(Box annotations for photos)
------------
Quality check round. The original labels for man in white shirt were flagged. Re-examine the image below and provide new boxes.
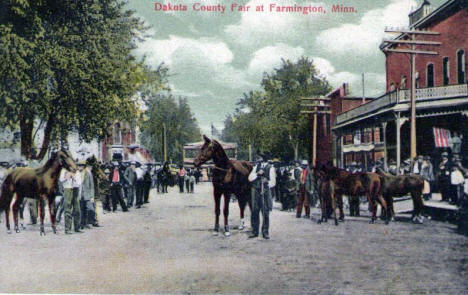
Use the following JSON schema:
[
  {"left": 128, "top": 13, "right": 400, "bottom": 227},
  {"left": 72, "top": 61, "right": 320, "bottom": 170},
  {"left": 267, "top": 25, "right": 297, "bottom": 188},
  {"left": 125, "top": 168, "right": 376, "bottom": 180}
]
------------
**REQUIREMENTS:**
Please copy the items above word for word, leaving out the pictures.

**COMPLETE ANSWER:**
Quality check round. The original labels for man in white shirt were flagged. Re-examine the image below and provide new boxes.
Use the following JSON schema:
[
  {"left": 128, "top": 13, "right": 400, "bottom": 227},
  {"left": 72, "top": 61, "right": 320, "bottom": 170},
  {"left": 267, "top": 25, "right": 297, "bottom": 188},
  {"left": 125, "top": 168, "right": 376, "bottom": 180}
]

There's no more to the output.